Boundary labeling items:
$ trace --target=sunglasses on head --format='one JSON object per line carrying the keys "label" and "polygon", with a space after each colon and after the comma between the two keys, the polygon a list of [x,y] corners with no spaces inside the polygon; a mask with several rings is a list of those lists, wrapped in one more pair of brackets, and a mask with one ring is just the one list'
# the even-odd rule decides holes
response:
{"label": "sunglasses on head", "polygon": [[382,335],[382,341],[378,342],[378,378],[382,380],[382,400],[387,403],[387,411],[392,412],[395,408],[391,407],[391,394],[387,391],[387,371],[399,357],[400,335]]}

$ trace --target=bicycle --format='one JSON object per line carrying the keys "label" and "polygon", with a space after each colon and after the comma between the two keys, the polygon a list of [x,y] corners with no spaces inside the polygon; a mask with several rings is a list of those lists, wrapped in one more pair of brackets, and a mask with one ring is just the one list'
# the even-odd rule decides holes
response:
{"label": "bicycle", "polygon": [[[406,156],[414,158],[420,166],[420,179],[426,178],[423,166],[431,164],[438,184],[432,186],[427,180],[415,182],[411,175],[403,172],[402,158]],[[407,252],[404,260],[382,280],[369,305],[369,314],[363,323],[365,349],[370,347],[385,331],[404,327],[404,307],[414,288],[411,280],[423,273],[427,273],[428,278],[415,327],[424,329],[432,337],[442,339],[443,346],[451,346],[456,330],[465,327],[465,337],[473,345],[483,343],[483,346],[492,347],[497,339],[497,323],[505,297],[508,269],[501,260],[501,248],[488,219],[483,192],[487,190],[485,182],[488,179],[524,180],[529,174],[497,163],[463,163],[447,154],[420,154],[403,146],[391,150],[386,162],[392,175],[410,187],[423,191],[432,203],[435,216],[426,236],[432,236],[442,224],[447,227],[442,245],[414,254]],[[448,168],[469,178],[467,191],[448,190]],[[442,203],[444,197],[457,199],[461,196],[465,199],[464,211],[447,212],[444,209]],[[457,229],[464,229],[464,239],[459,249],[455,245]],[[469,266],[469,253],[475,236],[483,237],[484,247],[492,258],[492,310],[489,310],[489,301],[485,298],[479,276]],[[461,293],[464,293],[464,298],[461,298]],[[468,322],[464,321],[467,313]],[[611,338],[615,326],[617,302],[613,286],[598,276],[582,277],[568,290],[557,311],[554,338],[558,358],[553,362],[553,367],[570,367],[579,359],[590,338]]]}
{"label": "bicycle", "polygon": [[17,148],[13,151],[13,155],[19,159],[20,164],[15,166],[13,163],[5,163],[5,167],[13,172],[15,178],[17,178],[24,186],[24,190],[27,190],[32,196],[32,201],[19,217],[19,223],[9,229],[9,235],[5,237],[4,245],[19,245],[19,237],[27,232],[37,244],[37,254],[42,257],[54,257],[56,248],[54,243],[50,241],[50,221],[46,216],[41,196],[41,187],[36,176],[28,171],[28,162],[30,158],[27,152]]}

Work to do:
Copy out every line of the items above that contains the string "object". Treat uppercase and lowercase letters as distinct when matching.

Exercise output:
$ trace --target=sunglasses on head --format='one JSON object per line carrying the keys "label" and "polygon", with a space after each colon and after the comma between the two keys, the polygon a list of [x,y] corners with no spaces inside the polygon; a mask with several rings is a list of those lists, wrapped in one more pair of brackets, and a mask with one ring is just the one list'
$ trace --target=bicycle --format='one JSON object per line carrying the keys "label" and "polygon", with a space after each colon and after the comma between the two keys, the polygon a list of [x,y] corners with no spaces inside the polygon; a mask with several rings is a list of those lists, wrapped in one more pair of brackets, and a mask with one ring is just the one list'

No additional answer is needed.